(Beginning of Exercise text)

There has been little systematic exploration of what affects timeliness of epidemic response, despite the potential for earlier responses to be more effective. Speculations have circulated that exposure to major epidemics helped health systems respond more quickly to COVID-19. This study leverages organizational memory theory to test whether health systems with any, more severe, more recent exposure to major epidemics enacted timelier COVID-19 policy responses.

Methods

A dataset was constructed cataloguing 846 policies across 178 health systems in total, 37 of which had major epidemics within the last twenty years. Hypothesis testing used OLS regressions with WHO region fixed effects, controlling for several health system expenditure and political variables.

Results

Results show that exposure to any major epidemics was significantly associated with providing earlier response in any category or for surveillance / response, distancing, and international travel policies when tested alone or with total number of cases. The effect was about six to ten days earlier response. The significance was largely nullified with additional independent variables. Both total cases and years since previous epidemics showed no statistical significance.

Conclusion

This study suggests that health systems may learn from past major epidemics. Policymakers ought to institutionalize lessons from COVID-19. Future studies can examine specific generalizable lessons and whether timelier responses correlated with lower health and economic impacts.

What is already known about this subject?

There has been little systematic exploration into what affects the timeliness of response to epidemics. For COVID-19, there has been speculation that previous exposure to major epidemics may have spurred timelier responses.

What are the new findings?

Applying organizational memory theory, this study identified policy response timeliness to COVID-19 was significantly associated with any past exposure to major epidemics within the last 20 years.

What are the recommendations for policy and practice?

The fact that any exposure to past epidemics is significantly associated with timelier responses suggest that health systems do learn from past mistakes. Institutionalizing the learnings through more permanent policies. Once COVID-19 fades, health systems may wish to revitalize the organizational memory through various exercises.

(End of Exercise text)

What this task involves:
In one to three sentences, explain what reason the summary on past epidemics and COVID-19 policy timing gives for concluding that health systems learn from past mistakes.

(Beginning of Collected material)

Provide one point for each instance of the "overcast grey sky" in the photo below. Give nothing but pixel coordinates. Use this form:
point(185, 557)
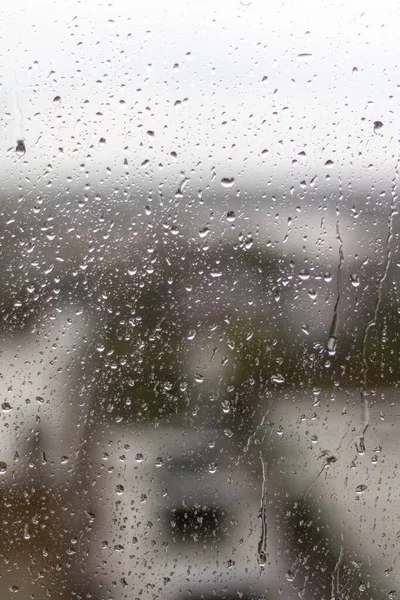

(End of Collected material)

Reply:
The summary draws this conclusion from its finding that any exposure to past major epidemics within the last 20 years was significantly associated with timelier COVID-19 policy responses. In tests alone or with total cases, these responses came about six to ten days earlier.